* DIRECTIONS FOR THIS TASK *
Look through the entries for the string "below" and copy every line where it shows up.

* SUPPLIED RECORDS *
== Segment start ==

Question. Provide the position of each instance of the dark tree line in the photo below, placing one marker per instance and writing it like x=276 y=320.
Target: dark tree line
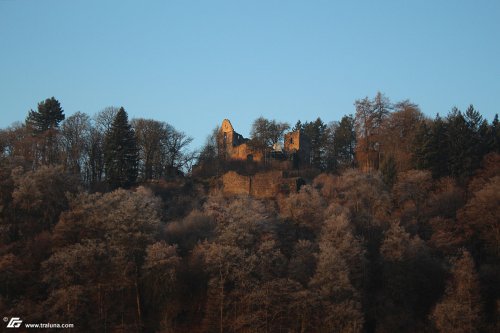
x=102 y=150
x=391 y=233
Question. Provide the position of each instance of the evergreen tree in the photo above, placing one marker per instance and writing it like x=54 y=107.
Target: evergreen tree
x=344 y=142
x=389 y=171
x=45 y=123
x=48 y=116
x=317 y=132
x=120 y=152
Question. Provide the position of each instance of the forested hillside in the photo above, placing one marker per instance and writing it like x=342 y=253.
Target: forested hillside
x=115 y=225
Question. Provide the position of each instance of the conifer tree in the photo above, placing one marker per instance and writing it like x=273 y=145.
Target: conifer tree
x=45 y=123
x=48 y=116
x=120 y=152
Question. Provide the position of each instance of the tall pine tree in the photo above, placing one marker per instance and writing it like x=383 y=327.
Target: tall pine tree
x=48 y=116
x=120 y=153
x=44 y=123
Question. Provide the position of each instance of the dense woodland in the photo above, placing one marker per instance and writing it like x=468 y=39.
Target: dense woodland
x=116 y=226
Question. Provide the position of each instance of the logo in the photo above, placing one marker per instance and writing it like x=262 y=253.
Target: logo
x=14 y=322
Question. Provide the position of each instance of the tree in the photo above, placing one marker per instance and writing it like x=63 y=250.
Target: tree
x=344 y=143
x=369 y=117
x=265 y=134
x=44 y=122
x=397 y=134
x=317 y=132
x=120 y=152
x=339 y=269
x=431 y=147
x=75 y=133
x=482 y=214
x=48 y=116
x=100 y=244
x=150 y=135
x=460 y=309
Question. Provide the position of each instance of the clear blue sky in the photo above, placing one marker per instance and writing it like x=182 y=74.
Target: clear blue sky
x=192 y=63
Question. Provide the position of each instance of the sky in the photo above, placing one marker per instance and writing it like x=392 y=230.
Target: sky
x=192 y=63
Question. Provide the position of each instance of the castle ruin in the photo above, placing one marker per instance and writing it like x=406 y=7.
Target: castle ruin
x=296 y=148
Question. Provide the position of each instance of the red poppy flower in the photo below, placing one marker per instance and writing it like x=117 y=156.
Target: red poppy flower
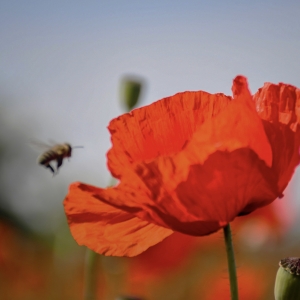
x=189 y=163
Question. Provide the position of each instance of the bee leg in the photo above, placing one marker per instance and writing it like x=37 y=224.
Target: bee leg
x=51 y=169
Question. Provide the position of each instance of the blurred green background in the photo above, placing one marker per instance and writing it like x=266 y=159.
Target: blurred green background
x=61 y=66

== Segment end ==
== Segment start ==

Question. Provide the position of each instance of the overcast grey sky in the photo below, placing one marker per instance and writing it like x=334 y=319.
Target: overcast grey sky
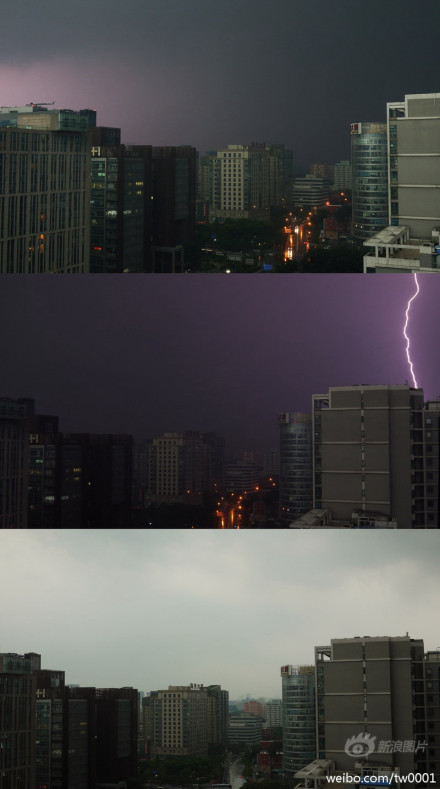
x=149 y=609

== Segment end ==

* RESPONSE TO THE EXERCISE *
Question. Provide the position of each instance of the dark tree line in the photo below, placing one marker per instance and writing it like x=276 y=320.
Question. Provide the position of each instance of the red poppy flower in the photo below, placing one marker per instance and writing it like x=117 y=156.
Question. Provide the position of each instance of the overcast grey sky in the photo below, placing one marker per instance and writing it like x=334 y=319.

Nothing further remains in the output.